_Work item:_ In the abstract on pear genome assemblies, how many cultivated pear genotypes had resequencing data aligned to the pangenome graph?

_Document passage:_
::::::::

Haplotype-resolved T2T genome assemblies and pangenome graph of pear reveal diverse patterns of allele-specific expression and genomic basis of fruit quality traits

Hybrid crops often exhibit increased yield and greater resilience, yet the genomic mechanism(s) underlying hybrid vigor or heterosis remain unclear, hindering our ability to predict the expression of phenotypic traits in hybrid breeding. Here, we generated haplotype-resolved T2T genome assemblies of two pear hybrid varieties 'Yuluxiangli' (YLX) and 'Hongxiangsu' (HXS) that share the same maternal parent, but differ in their paternal parents. We then used these assemblies to explore genome-scale landscape of allele-specific expression and create a pangenome graph for pear. Allele specific expression (ASE) was observed for close to 6000 genes in both hybrid cultivars. A subset of ASEGs related to fruit quality including sugar, organic acid and cuticular wax were identified, suggesting their important contributions to heterosis. Specifically, Ma1, a gene regulating fruit acidity, was absent in the paternal haplotypes of HXS and YLX. Further, a pangenome graph was built based on our assemblies and eight published pear genomes. Resequencing data for 139 cultivated pear genotypes (including 97 genotypes sequenced here) were subsequently aligned to the pangenome graph, revealing numerous SV hotspots and selective sweeps during pear diversification. As predicted, the Ma1 allele was found to be absent in varieties with low organic acid content, an association that was functionally validated by Ma1 over-expression in pear fruit and calli. Overall, the results unraveled contributions of allele-specific expression to heterosis involving fruit quality and provided a robust pangenome reference for high resolution allele discovery and association mapping.

::::::::

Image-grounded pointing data

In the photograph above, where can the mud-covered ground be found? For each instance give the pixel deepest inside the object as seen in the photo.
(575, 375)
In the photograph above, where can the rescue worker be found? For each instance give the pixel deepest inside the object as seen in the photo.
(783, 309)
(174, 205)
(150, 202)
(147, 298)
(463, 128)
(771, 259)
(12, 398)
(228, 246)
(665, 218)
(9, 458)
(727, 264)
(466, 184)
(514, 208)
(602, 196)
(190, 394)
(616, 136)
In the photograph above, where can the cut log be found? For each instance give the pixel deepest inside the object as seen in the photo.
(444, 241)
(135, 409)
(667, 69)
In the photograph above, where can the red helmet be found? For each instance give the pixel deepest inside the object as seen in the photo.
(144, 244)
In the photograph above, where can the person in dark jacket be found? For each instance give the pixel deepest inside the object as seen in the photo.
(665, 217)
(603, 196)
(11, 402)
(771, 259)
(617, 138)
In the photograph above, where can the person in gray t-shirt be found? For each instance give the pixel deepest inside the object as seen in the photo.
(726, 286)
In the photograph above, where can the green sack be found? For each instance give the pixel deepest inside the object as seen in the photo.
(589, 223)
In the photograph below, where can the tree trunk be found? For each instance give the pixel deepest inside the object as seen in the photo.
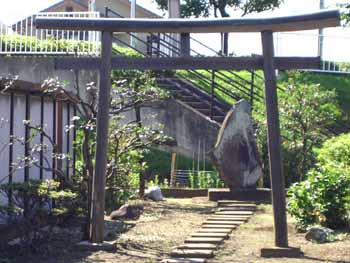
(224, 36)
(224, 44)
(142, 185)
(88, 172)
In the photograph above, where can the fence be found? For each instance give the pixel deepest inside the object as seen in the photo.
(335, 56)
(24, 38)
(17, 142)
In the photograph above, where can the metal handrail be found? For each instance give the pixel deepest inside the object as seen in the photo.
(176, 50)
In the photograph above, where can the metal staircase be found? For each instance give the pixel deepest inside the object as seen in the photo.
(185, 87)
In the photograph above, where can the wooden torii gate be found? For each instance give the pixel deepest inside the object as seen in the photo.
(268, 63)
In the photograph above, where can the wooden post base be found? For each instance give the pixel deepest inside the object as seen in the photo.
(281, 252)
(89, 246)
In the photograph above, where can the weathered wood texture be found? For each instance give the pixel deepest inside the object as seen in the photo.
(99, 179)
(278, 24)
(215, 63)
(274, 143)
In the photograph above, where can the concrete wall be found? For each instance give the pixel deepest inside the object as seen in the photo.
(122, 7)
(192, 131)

::::::::

_Solution for this task:_ 139 cultivated pear genotypes, including 97 sequenced in the study.